▸ Provided data
++++++++++++++++++++
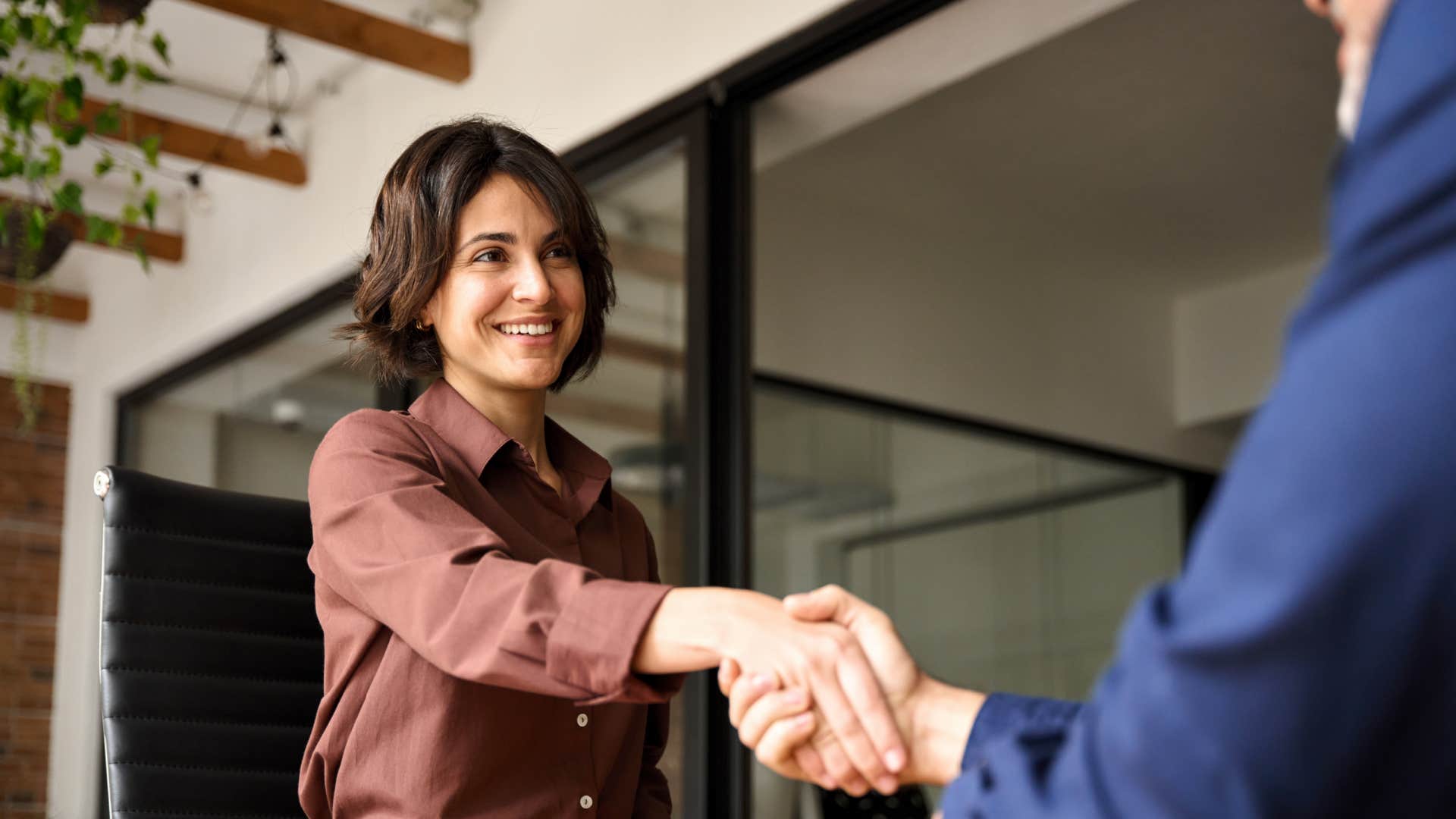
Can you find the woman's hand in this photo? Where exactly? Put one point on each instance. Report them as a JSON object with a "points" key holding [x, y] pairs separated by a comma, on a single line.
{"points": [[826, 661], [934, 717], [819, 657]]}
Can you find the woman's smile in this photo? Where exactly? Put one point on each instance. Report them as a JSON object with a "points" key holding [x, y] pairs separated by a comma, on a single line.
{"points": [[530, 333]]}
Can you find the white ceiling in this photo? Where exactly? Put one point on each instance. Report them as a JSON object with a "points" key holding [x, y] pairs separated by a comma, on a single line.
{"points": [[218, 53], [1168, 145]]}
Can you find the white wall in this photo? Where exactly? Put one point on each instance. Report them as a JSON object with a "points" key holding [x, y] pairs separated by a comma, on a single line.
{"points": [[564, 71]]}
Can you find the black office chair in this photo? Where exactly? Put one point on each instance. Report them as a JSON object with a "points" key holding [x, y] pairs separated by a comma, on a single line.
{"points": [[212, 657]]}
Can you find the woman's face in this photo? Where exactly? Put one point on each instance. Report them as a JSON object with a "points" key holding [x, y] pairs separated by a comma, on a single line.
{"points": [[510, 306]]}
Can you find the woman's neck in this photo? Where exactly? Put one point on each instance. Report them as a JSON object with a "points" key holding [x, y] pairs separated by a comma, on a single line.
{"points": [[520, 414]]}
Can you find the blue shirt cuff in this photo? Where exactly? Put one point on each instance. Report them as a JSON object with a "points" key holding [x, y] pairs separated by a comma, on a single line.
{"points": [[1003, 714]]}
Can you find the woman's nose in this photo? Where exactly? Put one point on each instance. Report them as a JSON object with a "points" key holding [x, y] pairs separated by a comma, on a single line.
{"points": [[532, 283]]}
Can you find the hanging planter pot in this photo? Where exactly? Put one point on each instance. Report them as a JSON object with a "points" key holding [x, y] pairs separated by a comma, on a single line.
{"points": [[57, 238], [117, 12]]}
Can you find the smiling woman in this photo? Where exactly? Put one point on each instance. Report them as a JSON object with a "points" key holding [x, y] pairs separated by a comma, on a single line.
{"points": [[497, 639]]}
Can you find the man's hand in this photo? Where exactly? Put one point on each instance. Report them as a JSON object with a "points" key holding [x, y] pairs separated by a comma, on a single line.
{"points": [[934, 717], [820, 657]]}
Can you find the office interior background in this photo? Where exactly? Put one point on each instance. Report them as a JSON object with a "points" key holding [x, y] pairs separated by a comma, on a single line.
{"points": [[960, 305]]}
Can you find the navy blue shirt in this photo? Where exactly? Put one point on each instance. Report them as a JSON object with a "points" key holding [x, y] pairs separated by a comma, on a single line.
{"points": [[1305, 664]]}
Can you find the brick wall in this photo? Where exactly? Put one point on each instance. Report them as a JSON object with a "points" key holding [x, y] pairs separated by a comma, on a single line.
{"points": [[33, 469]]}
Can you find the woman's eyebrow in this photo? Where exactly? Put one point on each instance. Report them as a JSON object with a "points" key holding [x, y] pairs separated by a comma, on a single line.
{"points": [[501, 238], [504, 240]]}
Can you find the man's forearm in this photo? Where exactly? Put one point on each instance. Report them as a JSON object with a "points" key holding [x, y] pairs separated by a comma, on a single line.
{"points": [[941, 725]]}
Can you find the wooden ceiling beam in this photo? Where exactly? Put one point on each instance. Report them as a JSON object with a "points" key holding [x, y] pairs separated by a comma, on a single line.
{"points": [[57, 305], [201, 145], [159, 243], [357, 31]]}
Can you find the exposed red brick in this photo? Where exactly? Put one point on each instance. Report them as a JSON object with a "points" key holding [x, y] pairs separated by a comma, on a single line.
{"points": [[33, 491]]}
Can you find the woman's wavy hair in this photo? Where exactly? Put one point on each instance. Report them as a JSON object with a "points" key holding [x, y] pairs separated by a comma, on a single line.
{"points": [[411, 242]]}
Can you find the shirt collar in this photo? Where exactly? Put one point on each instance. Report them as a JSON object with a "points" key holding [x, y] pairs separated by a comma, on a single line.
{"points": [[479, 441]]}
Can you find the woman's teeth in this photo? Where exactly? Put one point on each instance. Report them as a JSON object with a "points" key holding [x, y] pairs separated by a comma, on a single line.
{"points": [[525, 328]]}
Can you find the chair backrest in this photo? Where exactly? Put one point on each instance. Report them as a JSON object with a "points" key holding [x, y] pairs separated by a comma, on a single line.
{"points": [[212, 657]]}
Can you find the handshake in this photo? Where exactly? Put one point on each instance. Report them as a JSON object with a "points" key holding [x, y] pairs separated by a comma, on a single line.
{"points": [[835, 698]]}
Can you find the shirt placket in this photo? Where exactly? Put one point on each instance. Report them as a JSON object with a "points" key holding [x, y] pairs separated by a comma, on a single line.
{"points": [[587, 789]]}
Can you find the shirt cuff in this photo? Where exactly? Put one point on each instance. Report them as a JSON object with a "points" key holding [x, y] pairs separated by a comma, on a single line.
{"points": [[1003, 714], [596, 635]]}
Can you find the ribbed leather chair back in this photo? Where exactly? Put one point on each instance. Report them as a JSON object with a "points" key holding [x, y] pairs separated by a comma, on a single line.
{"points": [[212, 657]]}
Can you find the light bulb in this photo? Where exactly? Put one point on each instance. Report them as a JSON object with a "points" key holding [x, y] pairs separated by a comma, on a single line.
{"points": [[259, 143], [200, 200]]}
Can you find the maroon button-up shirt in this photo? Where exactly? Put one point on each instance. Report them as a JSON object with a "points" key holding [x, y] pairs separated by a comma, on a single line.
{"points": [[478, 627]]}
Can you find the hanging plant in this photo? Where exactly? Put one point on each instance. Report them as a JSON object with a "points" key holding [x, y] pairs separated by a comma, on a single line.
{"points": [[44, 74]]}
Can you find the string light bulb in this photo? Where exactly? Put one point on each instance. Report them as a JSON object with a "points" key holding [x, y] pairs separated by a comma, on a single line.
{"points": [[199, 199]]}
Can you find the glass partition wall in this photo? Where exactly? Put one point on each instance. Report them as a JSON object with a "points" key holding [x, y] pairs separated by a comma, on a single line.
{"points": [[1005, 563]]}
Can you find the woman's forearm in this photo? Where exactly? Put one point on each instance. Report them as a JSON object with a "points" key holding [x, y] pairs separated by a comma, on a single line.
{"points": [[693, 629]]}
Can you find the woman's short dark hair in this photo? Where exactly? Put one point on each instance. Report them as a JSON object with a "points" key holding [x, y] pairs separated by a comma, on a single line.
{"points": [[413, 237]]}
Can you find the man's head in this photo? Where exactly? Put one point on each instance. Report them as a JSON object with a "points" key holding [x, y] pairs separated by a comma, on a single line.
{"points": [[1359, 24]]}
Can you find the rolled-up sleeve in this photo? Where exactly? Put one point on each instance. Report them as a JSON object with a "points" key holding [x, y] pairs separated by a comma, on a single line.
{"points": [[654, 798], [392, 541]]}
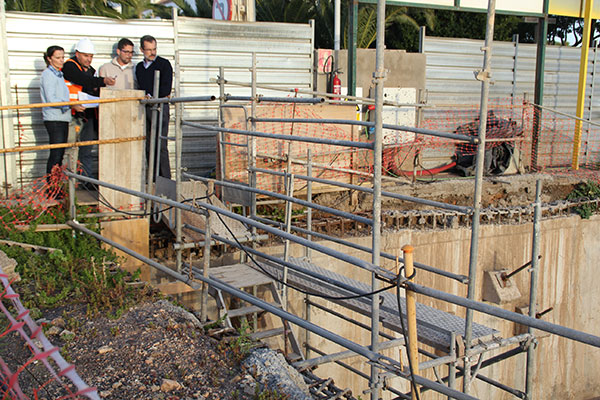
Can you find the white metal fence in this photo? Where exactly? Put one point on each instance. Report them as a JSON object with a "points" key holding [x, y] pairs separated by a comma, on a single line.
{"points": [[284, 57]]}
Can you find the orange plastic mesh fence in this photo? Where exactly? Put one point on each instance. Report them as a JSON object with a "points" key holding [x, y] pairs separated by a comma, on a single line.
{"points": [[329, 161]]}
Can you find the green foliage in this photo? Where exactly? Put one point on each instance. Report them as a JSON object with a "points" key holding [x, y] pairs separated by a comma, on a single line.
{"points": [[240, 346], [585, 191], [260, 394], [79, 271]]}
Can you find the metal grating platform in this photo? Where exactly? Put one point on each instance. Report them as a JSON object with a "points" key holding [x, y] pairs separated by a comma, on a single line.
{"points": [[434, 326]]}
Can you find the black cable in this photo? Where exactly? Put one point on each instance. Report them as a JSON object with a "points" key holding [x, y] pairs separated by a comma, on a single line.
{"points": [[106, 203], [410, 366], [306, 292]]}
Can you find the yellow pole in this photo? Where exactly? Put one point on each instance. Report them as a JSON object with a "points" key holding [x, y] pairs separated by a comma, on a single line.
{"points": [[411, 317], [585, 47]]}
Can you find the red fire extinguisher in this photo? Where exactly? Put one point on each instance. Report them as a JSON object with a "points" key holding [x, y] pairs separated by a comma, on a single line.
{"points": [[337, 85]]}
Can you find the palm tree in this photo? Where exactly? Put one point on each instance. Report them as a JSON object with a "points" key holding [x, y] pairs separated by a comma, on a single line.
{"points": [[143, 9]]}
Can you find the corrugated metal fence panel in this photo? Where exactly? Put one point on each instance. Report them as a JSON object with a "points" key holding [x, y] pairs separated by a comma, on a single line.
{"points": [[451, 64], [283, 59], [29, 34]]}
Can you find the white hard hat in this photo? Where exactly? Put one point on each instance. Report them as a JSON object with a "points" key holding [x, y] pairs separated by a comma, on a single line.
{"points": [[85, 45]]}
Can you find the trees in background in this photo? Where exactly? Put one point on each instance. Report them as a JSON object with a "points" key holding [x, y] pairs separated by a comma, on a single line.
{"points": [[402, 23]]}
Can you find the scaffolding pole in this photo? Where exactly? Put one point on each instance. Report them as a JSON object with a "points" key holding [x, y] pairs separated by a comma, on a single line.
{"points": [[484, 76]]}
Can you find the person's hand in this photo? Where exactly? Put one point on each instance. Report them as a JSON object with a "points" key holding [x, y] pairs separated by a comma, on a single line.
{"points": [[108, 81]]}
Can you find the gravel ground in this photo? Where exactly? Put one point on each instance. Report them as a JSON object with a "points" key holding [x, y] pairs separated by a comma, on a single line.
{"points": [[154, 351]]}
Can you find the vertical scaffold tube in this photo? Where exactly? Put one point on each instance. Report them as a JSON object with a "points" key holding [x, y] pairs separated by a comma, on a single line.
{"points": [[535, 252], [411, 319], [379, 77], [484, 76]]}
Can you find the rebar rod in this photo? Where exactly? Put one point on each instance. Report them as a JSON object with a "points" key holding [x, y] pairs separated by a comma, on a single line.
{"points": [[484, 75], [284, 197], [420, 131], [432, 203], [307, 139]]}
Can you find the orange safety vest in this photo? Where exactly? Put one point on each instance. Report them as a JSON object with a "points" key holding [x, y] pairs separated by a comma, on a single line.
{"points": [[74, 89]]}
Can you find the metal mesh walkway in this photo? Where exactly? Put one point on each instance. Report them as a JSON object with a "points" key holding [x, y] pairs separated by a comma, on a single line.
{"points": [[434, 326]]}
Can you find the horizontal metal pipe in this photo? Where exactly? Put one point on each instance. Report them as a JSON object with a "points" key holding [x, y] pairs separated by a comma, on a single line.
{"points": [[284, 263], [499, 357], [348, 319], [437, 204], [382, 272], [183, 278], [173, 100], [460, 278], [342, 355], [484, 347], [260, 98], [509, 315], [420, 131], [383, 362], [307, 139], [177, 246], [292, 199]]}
++++++++++++++++++++
Lines from the one containing "Can you find the vertical" through the final line are to be given again verbatim, with nothing before or after.

Can you find the vertical scaffold tube in this photo? Where exactly? Put one point on each instance. Report them as a JSON object with a "points" key holding [x, y] pairs separated by a comma, on a single line.
{"points": [[535, 252], [411, 319], [379, 77], [484, 76]]}
Can you find the rebar rod in this photo? Where exactly? Put one point on each instance. Report them as a JSON object with a "points" key holding [x, y] pairs separated by a comma, on a single line.
{"points": [[484, 75], [284, 197], [420, 131], [432, 203], [307, 139]]}
Can you find the orange safety vest in this photo? Where exactly? Put one point on each instance. Report them as a JSON object with a "points" key holding [x, y] pairs separated by a comma, on a single line.
{"points": [[74, 89]]}
Can you find the metal mesh walkway in this photo? Where exactly? Put one point on each instance. Report them as a JSON object with a "points" key holding [x, y] pairs separated by a comma, on a single line.
{"points": [[434, 326]]}
Can you find the horizontal metal pipe in this photo? Where exactly? Put one point on each instance. Report them as a JSON object with a "points" key holding [x, y] pairs separated by a comma, on a single line.
{"points": [[284, 263], [499, 357], [348, 319], [437, 204], [382, 272], [183, 278], [173, 100], [460, 278], [342, 355], [484, 347], [260, 98], [509, 315], [420, 131], [383, 362], [307, 139], [177, 246], [292, 199]]}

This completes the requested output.